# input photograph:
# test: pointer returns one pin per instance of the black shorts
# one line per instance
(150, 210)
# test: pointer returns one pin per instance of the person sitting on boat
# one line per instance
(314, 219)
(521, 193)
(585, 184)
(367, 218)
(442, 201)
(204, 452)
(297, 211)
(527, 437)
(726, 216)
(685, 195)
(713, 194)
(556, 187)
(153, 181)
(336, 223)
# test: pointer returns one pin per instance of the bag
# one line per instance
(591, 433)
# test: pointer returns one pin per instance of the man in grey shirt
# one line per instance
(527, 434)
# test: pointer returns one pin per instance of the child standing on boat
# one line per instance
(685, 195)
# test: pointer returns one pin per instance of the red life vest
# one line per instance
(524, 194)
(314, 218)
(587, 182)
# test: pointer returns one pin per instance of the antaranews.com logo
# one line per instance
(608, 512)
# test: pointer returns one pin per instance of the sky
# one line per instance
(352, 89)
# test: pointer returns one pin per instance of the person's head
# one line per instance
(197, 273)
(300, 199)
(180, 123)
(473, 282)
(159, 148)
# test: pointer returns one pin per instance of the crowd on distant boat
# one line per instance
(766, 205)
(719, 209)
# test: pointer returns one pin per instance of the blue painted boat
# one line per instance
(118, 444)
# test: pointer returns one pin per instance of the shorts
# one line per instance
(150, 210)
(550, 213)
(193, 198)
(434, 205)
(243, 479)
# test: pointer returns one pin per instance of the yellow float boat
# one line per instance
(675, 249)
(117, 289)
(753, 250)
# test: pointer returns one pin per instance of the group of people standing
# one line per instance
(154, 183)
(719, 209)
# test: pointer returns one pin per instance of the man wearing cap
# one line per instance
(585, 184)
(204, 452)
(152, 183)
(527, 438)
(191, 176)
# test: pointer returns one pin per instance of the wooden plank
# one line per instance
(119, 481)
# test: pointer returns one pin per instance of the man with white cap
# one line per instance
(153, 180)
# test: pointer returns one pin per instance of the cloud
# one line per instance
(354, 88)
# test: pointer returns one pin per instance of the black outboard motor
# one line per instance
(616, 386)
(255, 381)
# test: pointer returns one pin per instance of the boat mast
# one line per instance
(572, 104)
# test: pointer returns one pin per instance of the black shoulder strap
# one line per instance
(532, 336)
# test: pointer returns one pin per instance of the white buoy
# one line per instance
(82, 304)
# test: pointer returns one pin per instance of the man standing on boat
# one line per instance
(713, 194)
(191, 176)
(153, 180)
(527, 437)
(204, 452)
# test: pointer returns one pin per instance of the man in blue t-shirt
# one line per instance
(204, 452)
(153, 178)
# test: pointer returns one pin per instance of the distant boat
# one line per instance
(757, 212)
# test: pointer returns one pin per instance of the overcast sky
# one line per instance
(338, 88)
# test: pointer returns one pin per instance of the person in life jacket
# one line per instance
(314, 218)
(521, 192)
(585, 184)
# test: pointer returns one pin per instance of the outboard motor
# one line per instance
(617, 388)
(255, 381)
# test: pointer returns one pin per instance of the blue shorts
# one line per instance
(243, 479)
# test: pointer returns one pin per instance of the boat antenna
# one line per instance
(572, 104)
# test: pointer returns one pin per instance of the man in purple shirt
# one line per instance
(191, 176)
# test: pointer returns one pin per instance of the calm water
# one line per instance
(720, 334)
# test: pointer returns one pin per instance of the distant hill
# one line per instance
• • • • •
## What to work on
Transcribe all of the material without omitting a line.

## Written answer
# input photograph:
# test: pointer returns one pin per instance of the black shorts
# one line per instance
(150, 210)
# test: pointer returns one pin per instance of the person sitting on boat
# one line per instance
(314, 219)
(521, 193)
(585, 184)
(367, 218)
(442, 201)
(204, 452)
(297, 211)
(527, 437)
(726, 216)
(685, 195)
(713, 194)
(556, 187)
(153, 181)
(336, 223)
# test: pointer returns one pin per instance of the bag
# one line per instance
(591, 433)
# test: pointer returns one pin per instance of the man in grey shirt
# one line per instance
(527, 434)
# test: pointer returns one pin per instance of the child standing on boat
# one line per instance
(685, 195)
# test: pointer returns one pin per instance of the red life vest
# one line per instance
(524, 194)
(314, 218)
(587, 182)
# test: pointer returns one pin per instance of the antaranews.com logo
# one line per instance
(608, 512)
# test: pointer returns one pin per instance of the sky
# one line per instance
(352, 89)
# test: pointer returns one pin per instance of the person's head
# one line per instance
(197, 273)
(300, 199)
(180, 123)
(473, 282)
(159, 148)
# test: pointer returns one pin per instance of the crowd on distant boat
# one line per instance
(766, 205)
(719, 209)
# test: pointer returns one pin per instance of the blue painted boat
# one line per instance
(118, 444)
# test: pointer returns one pin per instance of the shorts
# one line per instance
(150, 210)
(550, 213)
(193, 198)
(434, 205)
(243, 479)
# test: pointer returns one pin per instance of the yellow float boat
# one line per instance
(675, 249)
(117, 289)
(753, 250)
# test: pointer returns one pin per instance of the group of people standing
# one line per instance
(154, 183)
(719, 209)
# test: pointer returns one pin per instance of the man wearing cap
# one line per instance
(585, 184)
(204, 452)
(152, 183)
(527, 438)
(191, 176)
# test: pointer returns one pin per instance of the wooden plank
# one line per instance
(119, 481)
# test: pointer returns one pin per instance of the man with white cap
# one line per instance
(153, 180)
# test: pointer returns one pin per instance of the cloud
# one line per instance
(354, 88)
# test: pointer returns one pin per instance of the black outboard motor
# one line per instance
(616, 386)
(255, 381)
# test: pointer returns one pin per instance of the boat mast
# one line per instance
(572, 104)
# test: pointer returns one pin per instance of the black shoulder strap
# one line per instance
(532, 336)
# test: pointer returns one pin per instance of the white buoy
# one line per instance
(82, 304)
# test: pointer returns one pin per instance of the man standing on boat
# one line per instance
(713, 194)
(191, 176)
(153, 180)
(527, 437)
(204, 452)
# test: pointer returns one pin per instance of the man in blue t-shirt
# one line per instance
(204, 452)
(153, 178)
# test: pointer returns one pin per instance of the distant boat
# one line per instance
(757, 212)
# test: pointer returns one pin per instance of the overcast sky
# one line per instance
(338, 88)
# test: pointer returns one pin per instance of the person in life jacket
# one line per instance
(314, 218)
(521, 192)
(585, 184)
# test: pointer returns one pin per instance of the outboard motor
# one line per instance
(617, 388)
(255, 381)
# test: pointer returns one pin per instance of the blue shorts
# one line per instance
(243, 479)
# test: pointer returns one pin per instance of the boat antenna
# one line per instance
(572, 104)
# test: pointer returns one pin per instance of the man in purple shirt
# one line per instance
(191, 176)
# test: pointer returns one pin per instance of the calm water
# one line per instance
(720, 334)
# test: pointer returns one pin per instance of the distant hill
# one line per instance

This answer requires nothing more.